(WHAT TO PRODUCE) Reproduce each record exactly.

(EXERCISE INPUTS)
● ● ● ● ●

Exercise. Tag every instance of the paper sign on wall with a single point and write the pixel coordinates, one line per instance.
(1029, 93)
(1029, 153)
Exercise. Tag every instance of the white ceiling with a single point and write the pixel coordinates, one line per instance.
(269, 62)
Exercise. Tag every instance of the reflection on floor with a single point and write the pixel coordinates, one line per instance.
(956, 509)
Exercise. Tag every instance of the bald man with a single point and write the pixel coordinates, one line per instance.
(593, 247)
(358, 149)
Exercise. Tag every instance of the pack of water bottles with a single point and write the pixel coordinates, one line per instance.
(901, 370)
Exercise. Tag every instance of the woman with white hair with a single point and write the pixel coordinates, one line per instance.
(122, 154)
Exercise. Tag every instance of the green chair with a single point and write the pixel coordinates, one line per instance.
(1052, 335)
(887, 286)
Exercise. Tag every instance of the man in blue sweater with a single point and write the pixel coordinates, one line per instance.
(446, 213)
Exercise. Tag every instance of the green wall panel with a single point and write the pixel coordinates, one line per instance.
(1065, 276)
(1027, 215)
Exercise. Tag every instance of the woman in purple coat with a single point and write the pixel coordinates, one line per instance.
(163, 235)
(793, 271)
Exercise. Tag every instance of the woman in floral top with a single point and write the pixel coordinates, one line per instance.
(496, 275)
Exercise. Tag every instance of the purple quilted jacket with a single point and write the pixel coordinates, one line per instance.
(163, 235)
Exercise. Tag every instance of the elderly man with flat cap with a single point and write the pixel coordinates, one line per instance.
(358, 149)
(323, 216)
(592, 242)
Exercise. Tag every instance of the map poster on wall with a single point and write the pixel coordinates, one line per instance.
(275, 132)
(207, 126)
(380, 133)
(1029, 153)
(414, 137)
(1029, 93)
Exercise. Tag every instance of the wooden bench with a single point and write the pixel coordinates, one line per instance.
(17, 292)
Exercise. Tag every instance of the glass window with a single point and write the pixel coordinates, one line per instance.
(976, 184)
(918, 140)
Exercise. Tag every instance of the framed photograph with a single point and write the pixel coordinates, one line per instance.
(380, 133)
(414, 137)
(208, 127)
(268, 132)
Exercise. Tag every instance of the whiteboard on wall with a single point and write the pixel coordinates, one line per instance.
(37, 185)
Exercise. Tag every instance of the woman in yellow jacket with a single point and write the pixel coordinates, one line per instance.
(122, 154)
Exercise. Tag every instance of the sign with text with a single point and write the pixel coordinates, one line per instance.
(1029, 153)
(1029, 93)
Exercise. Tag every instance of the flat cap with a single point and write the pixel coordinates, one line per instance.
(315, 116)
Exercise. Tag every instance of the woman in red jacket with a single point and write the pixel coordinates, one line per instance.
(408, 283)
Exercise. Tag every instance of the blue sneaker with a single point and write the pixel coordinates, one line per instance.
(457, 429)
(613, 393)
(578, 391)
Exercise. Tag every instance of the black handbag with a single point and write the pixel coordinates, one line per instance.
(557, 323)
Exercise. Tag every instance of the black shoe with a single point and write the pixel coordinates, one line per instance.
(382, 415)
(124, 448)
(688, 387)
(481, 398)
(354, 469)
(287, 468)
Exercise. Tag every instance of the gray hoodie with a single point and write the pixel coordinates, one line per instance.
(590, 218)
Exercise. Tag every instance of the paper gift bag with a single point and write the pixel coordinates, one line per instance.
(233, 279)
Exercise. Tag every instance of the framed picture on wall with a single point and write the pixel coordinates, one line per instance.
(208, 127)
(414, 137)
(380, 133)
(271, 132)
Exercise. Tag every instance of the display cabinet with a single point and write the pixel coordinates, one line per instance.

● ● ● ● ●

(RESULT FOR THIS EXERCISE)
Exercise. Tag every instance of the paper sign on wall with a single point and write the pixel coordinates, one line per instance.
(1029, 93)
(1029, 153)
Exercise. Tag every instance of the white ceiling with a single point and write the pixel coordinates, one line per instance.
(269, 62)
Exercise. Tag every instance of the reflection on floor with a single point and write the pixel coordinates, one line per instance.
(956, 509)
Exercise. Tag every instance of the bald man with a single point and write the pixel coordinates, one line per instance.
(593, 247)
(358, 149)
Exercise. Tag every instance of the pack of water bottles with a single point and write the pixel coordinates, one line per instance.
(901, 370)
Exercise. Tag every instance of the woman with white hair with a single point and write the pixel coordinates, one line per instance.
(122, 154)
Exercise. Tag every instance of the green chair with a single point and write the pixel coordinates, one line per instance.
(1052, 335)
(887, 286)
Exercise. Tag every instance of the man in blue sweater with a single point and write the pixel coordinates, one line per instance.
(446, 213)
Exercise. Tag every instance of the green wall panel with a single point and write the pixel coordinates, one line per instance.
(1065, 276)
(1027, 215)
Exercise. Tag every instance of the woman in purple coat with a single point and write the pixel coordinates, one line per instance.
(163, 235)
(793, 271)
Exercise. Tag every instance of the woman in floral top with a single point and write the pixel coordinates, one line per instance.
(496, 275)
Exercise. Tag every instance of the purple quilted jacket with a single point and write the pixel coordinates, one line per instance.
(163, 235)
Exercise. Tag every instance of the elderly man with flat cap with a single point and write the pixel coordinates, one line per instance.
(358, 149)
(323, 216)
(592, 242)
Exercise. Tag every instance of the map poster on wall with a single point and write the pixel coordinates, one line per instance.
(275, 132)
(207, 126)
(380, 133)
(1029, 153)
(414, 137)
(1029, 93)
Exercise. Tag every instance of the wooden bench with a single point and write the pixel coordinates, one line per instance.
(17, 292)
Exercise. Tag every instance of the glass window with a single point and write the pixel coordinates, one line per instance.
(976, 184)
(918, 140)
Exercise. Tag every instance of the framed photograph with a single point and write the pixel coordinates, one line per instance.
(380, 133)
(414, 137)
(208, 127)
(268, 132)
Exercise. Tag every instance of the whiteboard on wall with a single point and write the pixel coordinates, one line per instance.
(37, 185)
Exercise. Tag every instance of the woman in yellow jacket with a single point and write the pixel coordinates, one line per instance.
(122, 154)
Exercise. Tag every instance of the sign with text with a single point and write the pixel coordinates, one line per instance.
(1029, 153)
(1029, 93)
Exercise. Tag every instance of the flat cap with a single point and write the pixel coordinates, one line per instance.
(315, 116)
Exercise. Tag every instance of the woman in red jacket with a single point and write the pixel coordinates, one line per instance.
(408, 283)
Exercise. Tag every instance of the blue sneaker with a single point and write the pixel coordinates, one line per instance.
(457, 429)
(613, 393)
(578, 391)
Exercise. Tag every instance of the black handbag with a single point and write the pixel coordinates, one line per instance.
(557, 323)
Exercise. Tag every instance of the black shoe with a single point and write the pixel coordinates, one line per instance.
(382, 415)
(124, 448)
(688, 387)
(481, 398)
(354, 469)
(287, 468)
Exercise. Tag every instance of the gray hoodie with a single point and write the pixel coordinates, one line per instance.
(590, 218)
Exercise. Tag every instance of the paper gift bag with a single point and write the pixel coordinates, one line per instance.
(233, 279)
Exercise. Tag every instance of the framed picture on wall with a single point and write the pixel coordinates, one line per instance.
(208, 127)
(414, 137)
(380, 133)
(271, 132)
Exercise. Tag every instance of the display cabinet with a single point and write the pixel coordinates, one line per instance.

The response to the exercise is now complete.